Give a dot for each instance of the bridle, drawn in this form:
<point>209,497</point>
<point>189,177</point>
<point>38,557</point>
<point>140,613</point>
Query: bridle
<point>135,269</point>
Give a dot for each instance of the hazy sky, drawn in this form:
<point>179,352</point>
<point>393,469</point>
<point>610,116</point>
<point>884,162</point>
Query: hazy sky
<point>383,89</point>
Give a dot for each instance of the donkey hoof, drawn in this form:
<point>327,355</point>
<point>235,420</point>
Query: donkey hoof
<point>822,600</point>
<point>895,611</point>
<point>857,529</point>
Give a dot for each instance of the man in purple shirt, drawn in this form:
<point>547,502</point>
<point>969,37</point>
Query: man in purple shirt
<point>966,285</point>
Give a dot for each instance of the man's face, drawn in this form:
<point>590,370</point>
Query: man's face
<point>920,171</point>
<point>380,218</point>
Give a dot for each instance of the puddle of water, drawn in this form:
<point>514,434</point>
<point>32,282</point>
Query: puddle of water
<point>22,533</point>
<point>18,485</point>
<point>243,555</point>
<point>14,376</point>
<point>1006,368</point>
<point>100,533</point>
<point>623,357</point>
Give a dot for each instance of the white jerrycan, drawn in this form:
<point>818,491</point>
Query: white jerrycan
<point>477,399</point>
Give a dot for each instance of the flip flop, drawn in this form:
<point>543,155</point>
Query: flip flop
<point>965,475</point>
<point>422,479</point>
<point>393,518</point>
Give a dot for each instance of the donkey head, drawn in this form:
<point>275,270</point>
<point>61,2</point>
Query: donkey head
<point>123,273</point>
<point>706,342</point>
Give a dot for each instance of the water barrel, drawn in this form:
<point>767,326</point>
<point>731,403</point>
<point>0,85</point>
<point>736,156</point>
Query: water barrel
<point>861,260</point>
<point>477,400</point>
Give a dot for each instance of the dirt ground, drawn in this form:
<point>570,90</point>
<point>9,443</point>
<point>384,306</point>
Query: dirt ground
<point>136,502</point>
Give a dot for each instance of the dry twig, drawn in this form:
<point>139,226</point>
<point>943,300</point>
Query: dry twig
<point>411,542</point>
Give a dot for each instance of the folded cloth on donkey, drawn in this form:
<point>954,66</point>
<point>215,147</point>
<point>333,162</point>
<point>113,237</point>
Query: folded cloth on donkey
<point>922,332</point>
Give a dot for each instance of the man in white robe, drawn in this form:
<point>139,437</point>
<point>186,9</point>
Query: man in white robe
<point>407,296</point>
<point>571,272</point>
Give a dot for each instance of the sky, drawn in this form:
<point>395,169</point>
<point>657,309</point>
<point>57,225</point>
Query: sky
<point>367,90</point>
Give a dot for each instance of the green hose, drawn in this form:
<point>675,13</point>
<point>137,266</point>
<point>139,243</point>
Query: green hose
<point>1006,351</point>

-.-.-

ASSIGNMENT — Nothing but the lines from the one with "<point>57,225</point>" through the last line of the records above should be retyped, and those word for word.

RESPONSE —
<point>57,225</point>
Query: sky
<point>367,90</point>
Give a dot for each instance of the green hose, drawn in this form:
<point>675,13</point>
<point>137,266</point>
<point>139,243</point>
Query: green hose
<point>1006,351</point>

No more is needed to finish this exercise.